=== Task brief ===
Reproduce the material below, swapping every "sample output" for "reference output" and leaving everything else unchanged.

=== Dataset rows ===

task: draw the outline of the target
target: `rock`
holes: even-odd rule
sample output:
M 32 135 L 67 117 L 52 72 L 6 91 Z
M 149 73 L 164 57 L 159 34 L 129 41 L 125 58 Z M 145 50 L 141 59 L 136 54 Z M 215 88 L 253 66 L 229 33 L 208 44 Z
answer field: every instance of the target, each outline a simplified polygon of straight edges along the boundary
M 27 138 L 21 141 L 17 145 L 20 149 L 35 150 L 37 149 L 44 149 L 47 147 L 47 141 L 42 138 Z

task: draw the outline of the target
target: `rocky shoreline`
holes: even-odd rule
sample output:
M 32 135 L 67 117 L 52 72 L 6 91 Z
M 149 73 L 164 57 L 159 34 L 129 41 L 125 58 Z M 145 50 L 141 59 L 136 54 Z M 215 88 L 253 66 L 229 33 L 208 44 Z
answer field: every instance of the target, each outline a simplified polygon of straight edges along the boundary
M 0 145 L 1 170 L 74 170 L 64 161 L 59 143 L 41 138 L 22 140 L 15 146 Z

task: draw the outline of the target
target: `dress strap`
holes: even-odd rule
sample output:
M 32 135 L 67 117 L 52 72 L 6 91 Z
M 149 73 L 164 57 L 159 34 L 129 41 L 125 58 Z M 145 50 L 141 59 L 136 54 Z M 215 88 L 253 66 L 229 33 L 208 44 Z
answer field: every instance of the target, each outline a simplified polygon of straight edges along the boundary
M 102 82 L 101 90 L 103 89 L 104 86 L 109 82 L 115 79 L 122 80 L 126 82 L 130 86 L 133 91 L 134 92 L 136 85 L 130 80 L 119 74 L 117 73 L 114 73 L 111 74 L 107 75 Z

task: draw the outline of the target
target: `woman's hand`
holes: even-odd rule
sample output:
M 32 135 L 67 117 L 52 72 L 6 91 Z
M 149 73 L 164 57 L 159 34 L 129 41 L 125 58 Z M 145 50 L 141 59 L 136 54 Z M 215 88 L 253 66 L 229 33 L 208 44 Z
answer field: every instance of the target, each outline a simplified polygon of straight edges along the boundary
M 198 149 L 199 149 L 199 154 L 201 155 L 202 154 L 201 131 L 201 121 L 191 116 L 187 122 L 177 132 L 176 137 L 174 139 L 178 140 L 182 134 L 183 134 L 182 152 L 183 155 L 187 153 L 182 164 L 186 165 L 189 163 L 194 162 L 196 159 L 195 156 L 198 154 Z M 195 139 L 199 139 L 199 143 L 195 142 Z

=== Complete output ===
task: draw the outline of the target
target: `rock`
holes: even-odd rule
reference output:
M 32 135 L 67 117 L 52 72 L 6 91 Z
M 149 73 L 164 57 L 159 34 L 129 41 L 125 58 Z M 145 50 L 141 59 L 136 54 Z M 215 88 L 253 66 L 229 33 L 208 44 Z
answer field: every instance of the target, each outline a simplified polygon of straight edges along the boundary
M 27 138 L 21 141 L 17 145 L 20 149 L 35 150 L 37 149 L 44 149 L 47 147 L 47 141 L 42 138 Z

task: draw the outline of the target
target: `rocky shoreline`
holes: even-odd rule
reference output:
M 32 135 L 67 117 L 52 72 L 6 91 Z
M 149 73 L 164 57 L 159 34 L 129 41 L 125 58 Z M 145 50 L 141 59 L 136 54 Z M 215 88 L 253 66 L 229 33 L 208 44 Z
answer field: every instance of the target, each outline a simplified polygon of straight edges along the boundary
M 0 145 L 1 170 L 74 170 L 64 161 L 59 143 L 41 138 L 22 140 L 15 146 Z

task: draw the outline of the target
target: `dress strap`
holes: even-odd rule
reference output:
M 32 135 L 67 117 L 52 72 L 6 91 Z
M 149 73 L 164 57 L 159 34 L 129 41 L 125 58 Z M 145 50 L 141 59 L 136 54 Z M 215 88 L 253 66 L 229 33 L 208 44 Z
answer field: every instance of the target, each outline a simplified polygon of straight edges along the boundary
M 102 82 L 101 90 L 103 89 L 104 86 L 109 82 L 115 79 L 122 80 L 126 82 L 130 86 L 133 91 L 134 92 L 136 85 L 130 80 L 119 74 L 117 73 L 114 73 L 111 74 L 107 75 Z

task: draw the outline of the target
target: `woman's hand`
holes: even-odd rule
reference output:
M 32 135 L 67 117 L 52 72 L 6 91 Z
M 149 73 L 164 57 L 159 34 L 129 41 L 125 58 Z M 145 50 L 141 59 L 136 54 Z M 215 88 L 253 66 L 229 33 L 208 44 Z
answer field: every instance of the target, each outline a simplified polygon of straight edges along the boundary
M 198 149 L 199 149 L 199 154 L 201 155 L 202 154 L 201 131 L 201 121 L 191 116 L 187 122 L 177 132 L 176 137 L 174 139 L 178 140 L 182 134 L 183 134 L 182 152 L 183 155 L 187 153 L 182 164 L 186 165 L 189 163 L 194 162 L 196 159 L 195 156 L 198 154 Z M 195 139 L 199 139 L 199 143 L 195 142 Z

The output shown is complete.